**Extracted text:**
+ + +

4. They were not "greeted by the indigenous people." In fact, they didn't speak to a native until March and that was to Samoset, an Abenaki from what's now Maine. It was a couple of weeks after that when they first spoke to a local (Squanto, aka Tisquantum).

5. The natives did not "teach them how to survive." Rather, the settlers were determined to remain as English as possible, doing things, including dressing and behaving and living, as they already knew how to do. It took a few decades or more before it began to sink in that hey, maybe the people who have lived here a few thousand have some good ideas.

6. and 7. The natives did not teach the settlers how to "cultivate the land" and most certainly did not teach them "how to live off the land." They did do one thing that proved very important: They showed how to cultivate what the settlers called "native corn," "Indian corn," or "turkey wheat," which we now just call corn, which had to be dealt with differently from the grains and pulse the English brought with them (wheat, oats, rye, barley, peas, beans, and such). But the idea that pretty much any ordinary English person of the period would be unfamiliar with cultivation and fishing is just silly and as for hunting, while both sides were familiar with traps, snares, and nets, the settlers hunted with guns, with which the natives were unfamiliar. (Not that they were unfamiliar with guns but that they were unfamiliar with hunting with them.)

8. "Select" Native Americans? "[M]any of the Indians coming amongst us, and among the rest their greatest king Massasoit, with some ninety men...." Which means there were at least 90 natives present, so there were at least close to twice as many natives as settlers!

The paragraph under consideration here is an example of poor history rather than revisionist history, but it still indicates the happy-talk mythologies we were taught as children and so still has the same lack of balance.

One final note on this: In reading this year's examples of revisionist history I became struck with how the ultimate intent seems to be to conflate a single event - or, more broadly and accurately, a few decades in the history of New England - with the entire history of the treatment of Native Americans, leading to or more likely drawn from the conclusion that there just had to be something evil about the settlers, about the "first Thanksgiving," about all of it.

+ + +

**Supplied information:**

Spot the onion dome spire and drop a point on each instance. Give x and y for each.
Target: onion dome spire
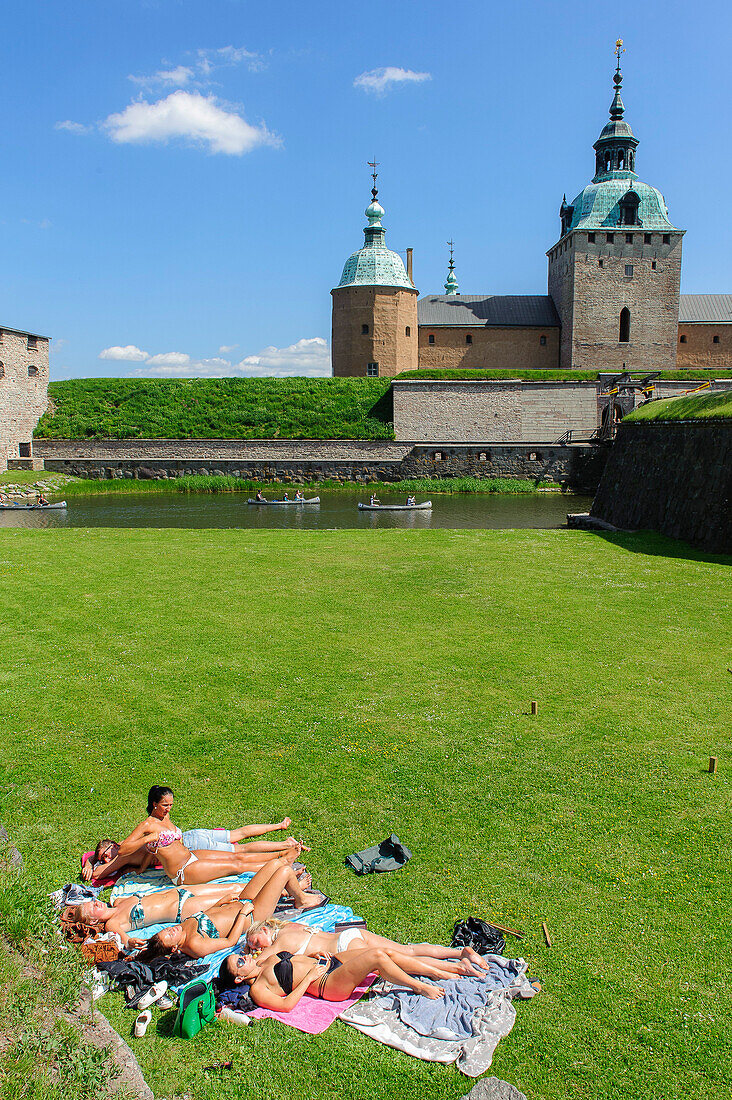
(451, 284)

+ + +

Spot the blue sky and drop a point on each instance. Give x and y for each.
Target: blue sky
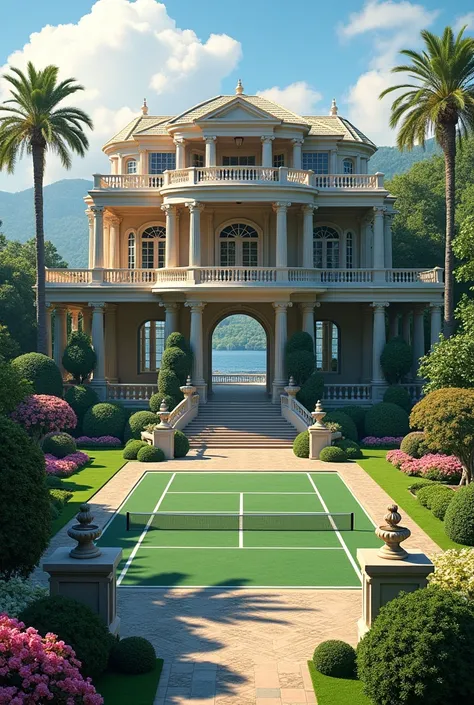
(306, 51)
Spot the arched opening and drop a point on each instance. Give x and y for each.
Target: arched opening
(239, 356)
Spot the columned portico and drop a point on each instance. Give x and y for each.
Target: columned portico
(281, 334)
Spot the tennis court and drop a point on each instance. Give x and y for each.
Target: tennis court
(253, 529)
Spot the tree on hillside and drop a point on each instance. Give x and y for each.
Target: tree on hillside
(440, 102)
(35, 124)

+ + +

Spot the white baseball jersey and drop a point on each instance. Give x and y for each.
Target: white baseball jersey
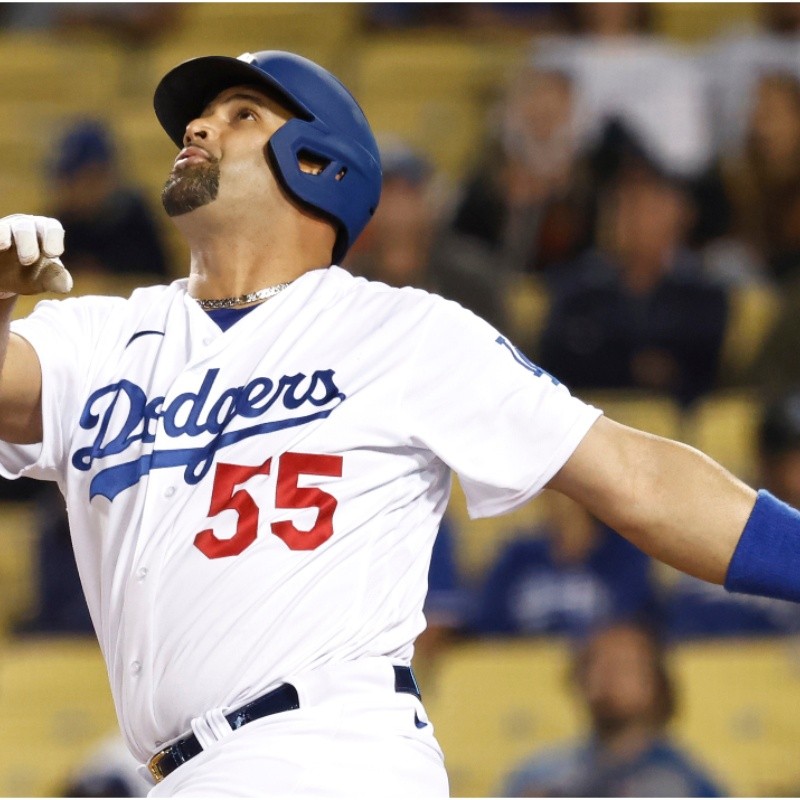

+ + +

**Task requirements:** Transcribe the passage on the first Thanksgiving between "4. They were" and "(Squanto, aka Tisquantum).", inclusive. The listing stands apart from the passage on the first Thanksgiving as independent material.

**Solved exercise:**
4. They were not "greeted by the indigenous people." In fact, they didn't speak to a native until March and that was to Samoset, an Abenaki from what's now Maine. It was a couple of weeks after that when they first spoke to a local (Squanto, aka Tisquantum).